Given data:

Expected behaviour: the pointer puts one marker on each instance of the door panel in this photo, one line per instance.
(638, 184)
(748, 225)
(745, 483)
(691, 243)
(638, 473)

Work required: Recast all the rows above as a numbered list, leaving out any blank lines.

Correct response:
1. Expected behaviour: the pointer puts one marker on each instance of the door panel in this photo, one line per instance.
2. (638, 184)
3. (748, 225)
4. (745, 483)
5. (691, 243)
6. (638, 473)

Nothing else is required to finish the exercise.